## Work to be completed
Pull out every line of the material below that contains the string "person", matching case exactly, and copy each of those lines in full.

--- begin Records for this exercise ---

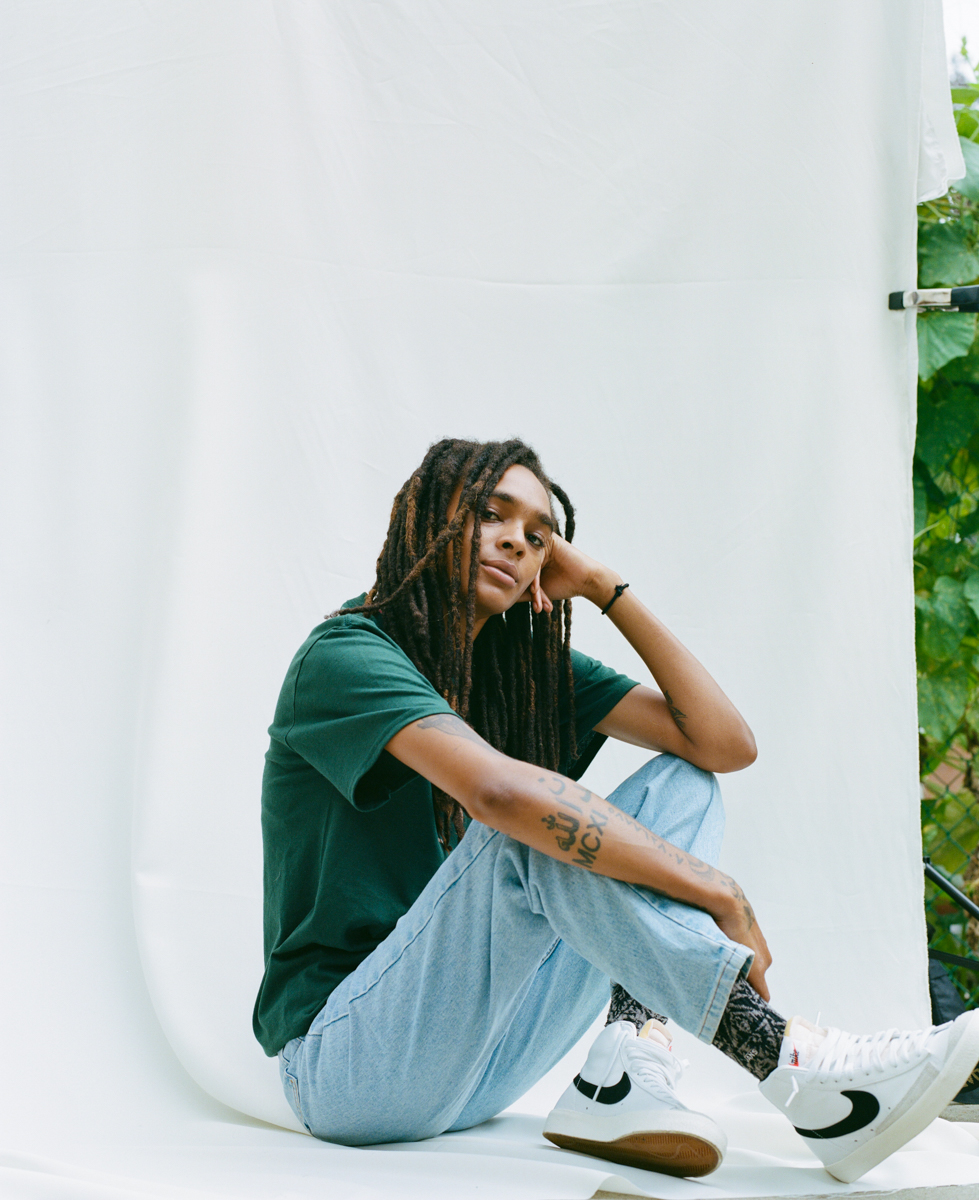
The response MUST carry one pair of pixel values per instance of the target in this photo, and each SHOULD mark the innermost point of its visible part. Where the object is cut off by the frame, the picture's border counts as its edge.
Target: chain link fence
(950, 838)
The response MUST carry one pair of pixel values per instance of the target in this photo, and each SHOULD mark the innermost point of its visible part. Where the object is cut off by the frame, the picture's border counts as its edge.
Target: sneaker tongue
(800, 1042)
(655, 1031)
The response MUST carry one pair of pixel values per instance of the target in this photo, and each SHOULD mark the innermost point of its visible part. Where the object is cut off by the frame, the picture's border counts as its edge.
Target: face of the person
(515, 539)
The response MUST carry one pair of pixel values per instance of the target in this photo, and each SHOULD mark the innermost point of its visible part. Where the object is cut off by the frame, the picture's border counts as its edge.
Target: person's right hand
(737, 921)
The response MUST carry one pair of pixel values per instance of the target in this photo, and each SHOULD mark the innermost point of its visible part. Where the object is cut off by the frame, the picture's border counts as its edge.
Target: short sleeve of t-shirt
(354, 690)
(598, 689)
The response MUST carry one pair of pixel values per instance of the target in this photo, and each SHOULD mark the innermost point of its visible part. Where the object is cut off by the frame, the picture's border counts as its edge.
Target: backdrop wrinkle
(256, 257)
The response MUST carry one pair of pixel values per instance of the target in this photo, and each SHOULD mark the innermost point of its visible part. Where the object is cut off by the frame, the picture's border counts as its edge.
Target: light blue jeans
(499, 967)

--- end Records for this exercise ---

## Task output
Target: face of the person
Target: person's right hand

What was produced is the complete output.